What is asked: Could you set out every line of the listing below as a JSON list of strings, one string per line, with blank lines skipped and the pictures left out?

Supplied records:

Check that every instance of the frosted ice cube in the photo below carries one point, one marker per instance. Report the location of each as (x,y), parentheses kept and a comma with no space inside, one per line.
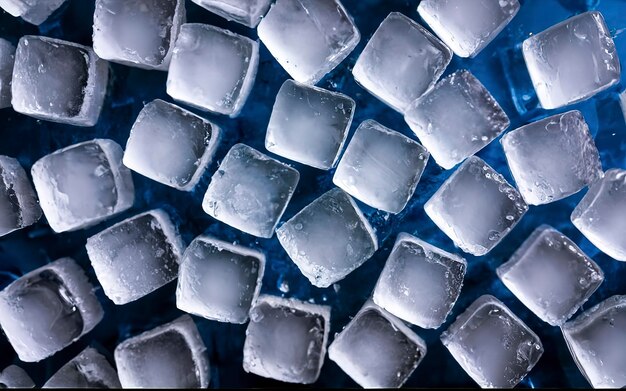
(572,60)
(172,355)
(171,145)
(83,184)
(250,191)
(401,61)
(467,26)
(136,256)
(309,124)
(328,239)
(420,283)
(376,349)
(58,81)
(212,69)
(381,167)
(48,309)
(476,207)
(492,345)
(477,119)
(138,33)
(286,339)
(596,340)
(219,280)
(326,27)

Completed task:
[
  "Check that every instance of the frosted ice cube in the photo below carries one point, one marker per instance. Report the location of each as (x,y), parentheses kept and a comma with no space inside, one per line.",
  "(572,60)",
  "(172,355)",
  "(171,145)",
  "(83,184)",
  "(250,191)",
  "(401,61)",
  "(467,26)",
  "(136,256)",
  "(309,124)",
  "(328,239)",
  "(420,283)",
  "(376,349)",
  "(58,81)",
  "(212,69)",
  "(381,167)",
  "(48,309)",
  "(476,207)",
  "(492,345)",
  "(477,119)",
  "(138,33)",
  "(286,339)",
  "(596,340)",
  "(219,280)",
  "(326,27)"
]